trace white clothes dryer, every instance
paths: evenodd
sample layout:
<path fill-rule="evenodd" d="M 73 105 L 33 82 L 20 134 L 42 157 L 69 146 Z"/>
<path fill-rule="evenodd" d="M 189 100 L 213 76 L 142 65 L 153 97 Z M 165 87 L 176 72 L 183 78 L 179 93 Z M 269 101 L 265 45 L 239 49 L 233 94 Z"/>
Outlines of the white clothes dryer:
* * *
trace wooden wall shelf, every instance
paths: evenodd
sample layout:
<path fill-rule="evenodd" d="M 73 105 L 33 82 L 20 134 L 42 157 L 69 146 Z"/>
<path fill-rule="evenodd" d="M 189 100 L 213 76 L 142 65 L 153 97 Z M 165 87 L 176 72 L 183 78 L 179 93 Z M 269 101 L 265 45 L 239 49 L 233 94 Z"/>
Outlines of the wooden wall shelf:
...
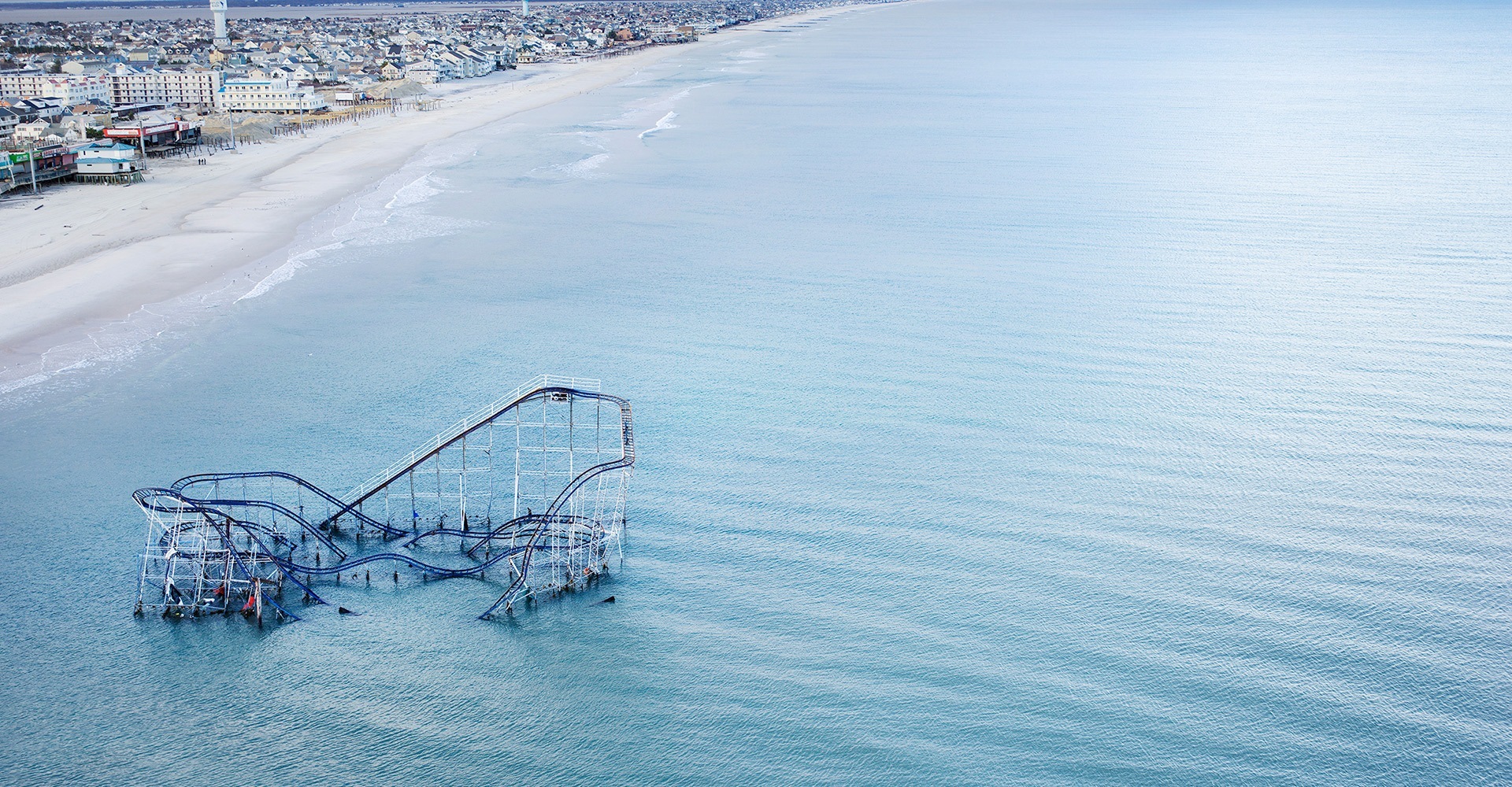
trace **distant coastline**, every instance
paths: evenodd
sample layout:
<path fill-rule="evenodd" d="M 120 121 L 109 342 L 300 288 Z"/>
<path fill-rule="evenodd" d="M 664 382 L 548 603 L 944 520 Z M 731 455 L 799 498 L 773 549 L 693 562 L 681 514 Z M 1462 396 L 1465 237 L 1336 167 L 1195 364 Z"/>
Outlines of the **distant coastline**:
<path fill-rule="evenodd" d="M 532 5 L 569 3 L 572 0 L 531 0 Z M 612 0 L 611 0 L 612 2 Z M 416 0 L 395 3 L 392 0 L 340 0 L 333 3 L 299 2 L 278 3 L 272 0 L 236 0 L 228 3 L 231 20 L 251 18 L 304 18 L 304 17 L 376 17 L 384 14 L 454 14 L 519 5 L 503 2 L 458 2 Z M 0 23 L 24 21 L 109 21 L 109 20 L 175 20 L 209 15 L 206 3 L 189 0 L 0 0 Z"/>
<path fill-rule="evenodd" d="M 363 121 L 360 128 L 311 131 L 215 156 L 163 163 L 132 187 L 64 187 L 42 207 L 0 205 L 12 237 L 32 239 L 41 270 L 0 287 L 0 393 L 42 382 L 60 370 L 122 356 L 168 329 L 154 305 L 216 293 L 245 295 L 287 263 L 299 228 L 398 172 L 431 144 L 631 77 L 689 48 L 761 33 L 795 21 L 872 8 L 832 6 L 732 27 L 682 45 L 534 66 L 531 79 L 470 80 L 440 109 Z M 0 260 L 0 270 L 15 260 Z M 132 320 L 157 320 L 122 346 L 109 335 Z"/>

◆ **Stated goal**
Please convert the listing from the line containing "trace wooden wall shelf, every instance" up to and including the line containing "Outlines of the wooden" into a numbered list, leaving out any blank lines.

◆ **Answer to this task**
1. trace wooden wall shelf, every instance
2. paths: evenodd
3. sample layout:
4. <path fill-rule="evenodd" d="M 73 105 L 33 82 L 20 134 L 42 157 L 69 146 Z"/>
5. <path fill-rule="evenodd" d="M 189 100 L 213 76 L 142 65 L 153 97 Z M 165 87 L 176 72 L 183 78 L 179 93 Z M 269 101 L 265 45 L 239 49 L 233 94 Z"/>
6. Outlines of the wooden wall shelf:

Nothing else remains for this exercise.